There was a story I once read about a musician who was nicked for speeding in his vintage car which had no working speedometer. In court he explained that he could tell what speed he was doing by the sound of the gearbox, and at 30 mph it whined at A flat.
Carbohydrates provide the bulk of the fuel for our bodies. They are “burned” with oxygen (releasing heat) and turn into water and Carbon Dioxide.
Happened to me last time I was in my doctor’s office for a checkup and the nurse had trouble finding my pulse.
No trouble believing that, at all. Fun ‘n’ E-Z experiment you can try at home: next time you’re humming a tune in the shower, after you towel off, grab yer blow-dryer and see if what you’re humming can match the pitch of yer BD. If you reach the pitch, (women will have a better time than men as their voices are higher) the humming will sound twice as loud in your head, and if you can waver a little above or below the pitch, you’ll get nifty vibes in your head. I freaked out Mrs. Burpo with that last week (She has a Master’s in music, and didn’t know some things have their own pitch–the things they teach in college, nowadays!
) Big laffs!
So… Why aren 't “cold blooded” animals (snakes come to mind) able to heat themselves?

• **REQUIRED ACTIONS**:
(a) Repeat, word for word, the passage of the discussion thread that opens with the words containing "Happened to me" and closes with "in college, nowadays!".
(b) In the discussion thread, what note did the musician's gearbox whine at when the car was doing 30 mph?
The data after this point comes from a separate source and has no connection to the discussion thread.

• **ENTRIES PROVIDED**:
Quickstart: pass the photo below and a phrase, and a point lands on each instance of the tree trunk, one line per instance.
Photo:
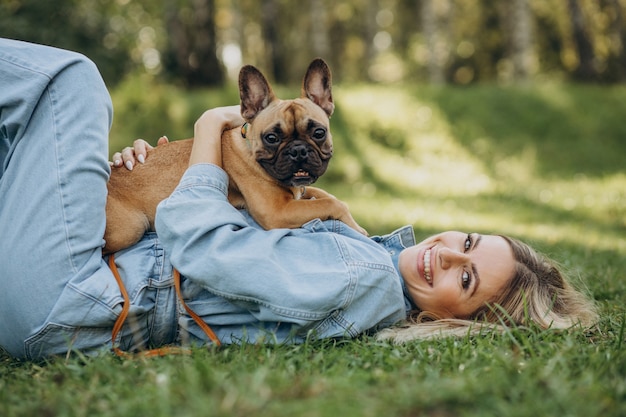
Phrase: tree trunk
(269, 21)
(320, 44)
(586, 70)
(191, 52)
(519, 19)
(435, 41)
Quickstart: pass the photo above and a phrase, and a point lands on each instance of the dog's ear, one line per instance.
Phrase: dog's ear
(316, 86)
(254, 91)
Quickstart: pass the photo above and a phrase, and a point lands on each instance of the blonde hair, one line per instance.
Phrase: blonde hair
(538, 294)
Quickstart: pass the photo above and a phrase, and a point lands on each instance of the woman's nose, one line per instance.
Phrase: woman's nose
(449, 258)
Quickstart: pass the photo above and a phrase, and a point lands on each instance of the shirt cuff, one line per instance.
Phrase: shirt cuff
(205, 175)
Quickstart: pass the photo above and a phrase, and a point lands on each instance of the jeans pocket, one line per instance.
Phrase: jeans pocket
(56, 339)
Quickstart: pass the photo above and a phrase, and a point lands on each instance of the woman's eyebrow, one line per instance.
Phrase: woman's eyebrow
(474, 270)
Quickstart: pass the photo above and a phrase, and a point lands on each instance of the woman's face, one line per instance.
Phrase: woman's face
(452, 274)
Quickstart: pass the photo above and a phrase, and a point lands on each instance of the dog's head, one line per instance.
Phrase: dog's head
(290, 139)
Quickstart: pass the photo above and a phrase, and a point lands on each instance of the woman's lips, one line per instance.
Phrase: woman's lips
(427, 268)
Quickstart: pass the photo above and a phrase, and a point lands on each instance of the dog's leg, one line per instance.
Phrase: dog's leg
(126, 228)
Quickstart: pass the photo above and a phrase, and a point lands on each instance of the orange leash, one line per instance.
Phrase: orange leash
(119, 323)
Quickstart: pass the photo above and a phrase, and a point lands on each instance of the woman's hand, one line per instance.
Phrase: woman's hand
(129, 157)
(207, 144)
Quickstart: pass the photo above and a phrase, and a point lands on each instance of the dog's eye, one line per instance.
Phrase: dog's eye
(319, 133)
(271, 138)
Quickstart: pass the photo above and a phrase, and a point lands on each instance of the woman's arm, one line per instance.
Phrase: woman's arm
(207, 144)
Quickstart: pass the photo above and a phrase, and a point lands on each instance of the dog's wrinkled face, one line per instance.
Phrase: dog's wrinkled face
(291, 140)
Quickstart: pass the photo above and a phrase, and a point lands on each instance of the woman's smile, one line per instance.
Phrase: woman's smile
(453, 274)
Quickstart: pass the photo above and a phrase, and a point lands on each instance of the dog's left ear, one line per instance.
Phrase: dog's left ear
(316, 86)
(254, 91)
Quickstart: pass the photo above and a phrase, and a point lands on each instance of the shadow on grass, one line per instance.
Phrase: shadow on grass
(572, 129)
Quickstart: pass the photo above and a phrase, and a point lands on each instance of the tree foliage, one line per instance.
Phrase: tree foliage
(200, 42)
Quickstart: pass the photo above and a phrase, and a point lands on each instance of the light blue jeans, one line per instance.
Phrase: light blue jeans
(55, 115)
(58, 294)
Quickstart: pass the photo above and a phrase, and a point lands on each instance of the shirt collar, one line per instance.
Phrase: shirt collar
(394, 243)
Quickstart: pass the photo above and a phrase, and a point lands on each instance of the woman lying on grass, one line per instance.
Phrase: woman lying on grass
(58, 294)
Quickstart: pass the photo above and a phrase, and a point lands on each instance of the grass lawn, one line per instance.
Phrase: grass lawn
(544, 163)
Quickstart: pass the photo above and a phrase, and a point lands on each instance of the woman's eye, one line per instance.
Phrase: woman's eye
(466, 280)
(468, 243)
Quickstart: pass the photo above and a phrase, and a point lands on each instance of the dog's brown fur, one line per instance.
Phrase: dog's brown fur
(274, 203)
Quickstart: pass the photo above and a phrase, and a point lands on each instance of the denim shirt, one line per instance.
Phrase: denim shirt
(283, 285)
(248, 284)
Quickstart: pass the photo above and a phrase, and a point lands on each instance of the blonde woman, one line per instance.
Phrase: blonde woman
(211, 275)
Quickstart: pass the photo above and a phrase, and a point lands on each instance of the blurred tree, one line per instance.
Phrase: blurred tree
(518, 22)
(191, 43)
(82, 26)
(586, 68)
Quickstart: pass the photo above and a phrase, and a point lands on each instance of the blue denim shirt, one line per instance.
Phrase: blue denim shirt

• **ANSWERS FOR EACH ITEM**:
(a)
Happened to me last time I was in my doctor’s office for a checkup and the nurse had trouble finding my pulse.
No trouble believing that, at all. Fun ‘n’ E-Z experiment you can try at home: next time you’re humming a tune in the shower, after you towel off, grab yer blow-dryer and see if what you’re humming can match the pitch of yer BD. If you reach the pitch, (women will have a better time than men as their voices are higher) the humming will sound twice as loud in your head, and if you can waver a little above or below the pitch, you’ll get nifty vibes in your head. I freaked out Mrs. Burpo with that last week (She has a Master’s in music, and didn’t know some things have their own pitch–the things they teach in college, nowadays!

(b) A flat.